Source data
[Start of section]

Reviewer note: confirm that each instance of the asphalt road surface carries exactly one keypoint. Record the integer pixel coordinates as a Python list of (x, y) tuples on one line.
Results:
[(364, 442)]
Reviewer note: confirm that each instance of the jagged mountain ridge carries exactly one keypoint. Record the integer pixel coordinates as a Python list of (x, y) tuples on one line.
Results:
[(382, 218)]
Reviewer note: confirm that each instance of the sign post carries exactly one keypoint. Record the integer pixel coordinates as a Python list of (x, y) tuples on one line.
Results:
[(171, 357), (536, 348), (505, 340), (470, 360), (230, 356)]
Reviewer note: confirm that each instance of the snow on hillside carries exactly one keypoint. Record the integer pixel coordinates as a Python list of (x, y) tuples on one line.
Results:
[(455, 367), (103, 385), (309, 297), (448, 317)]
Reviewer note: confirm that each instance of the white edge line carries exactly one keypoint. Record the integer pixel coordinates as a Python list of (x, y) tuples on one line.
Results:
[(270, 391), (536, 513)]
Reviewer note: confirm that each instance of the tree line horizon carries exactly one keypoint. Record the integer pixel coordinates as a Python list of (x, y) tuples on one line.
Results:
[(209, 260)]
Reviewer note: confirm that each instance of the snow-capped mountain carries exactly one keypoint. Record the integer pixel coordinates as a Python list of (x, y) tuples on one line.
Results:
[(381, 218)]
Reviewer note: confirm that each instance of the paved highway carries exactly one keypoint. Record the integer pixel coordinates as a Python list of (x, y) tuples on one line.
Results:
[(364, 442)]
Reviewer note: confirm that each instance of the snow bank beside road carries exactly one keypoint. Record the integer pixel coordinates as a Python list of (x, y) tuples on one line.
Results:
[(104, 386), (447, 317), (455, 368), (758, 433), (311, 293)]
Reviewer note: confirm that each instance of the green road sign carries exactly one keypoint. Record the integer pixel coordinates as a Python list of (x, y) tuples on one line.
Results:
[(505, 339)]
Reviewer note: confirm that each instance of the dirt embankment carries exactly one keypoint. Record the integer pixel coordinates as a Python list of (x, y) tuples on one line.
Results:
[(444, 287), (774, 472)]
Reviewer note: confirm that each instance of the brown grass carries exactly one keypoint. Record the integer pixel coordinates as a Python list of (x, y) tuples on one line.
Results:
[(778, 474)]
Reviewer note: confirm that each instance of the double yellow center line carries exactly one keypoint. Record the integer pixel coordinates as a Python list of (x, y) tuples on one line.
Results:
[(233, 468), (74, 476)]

[End of section]

About this task —
Report the number of lines above containing the string "sign" as your sole answer.

Problem solution —
2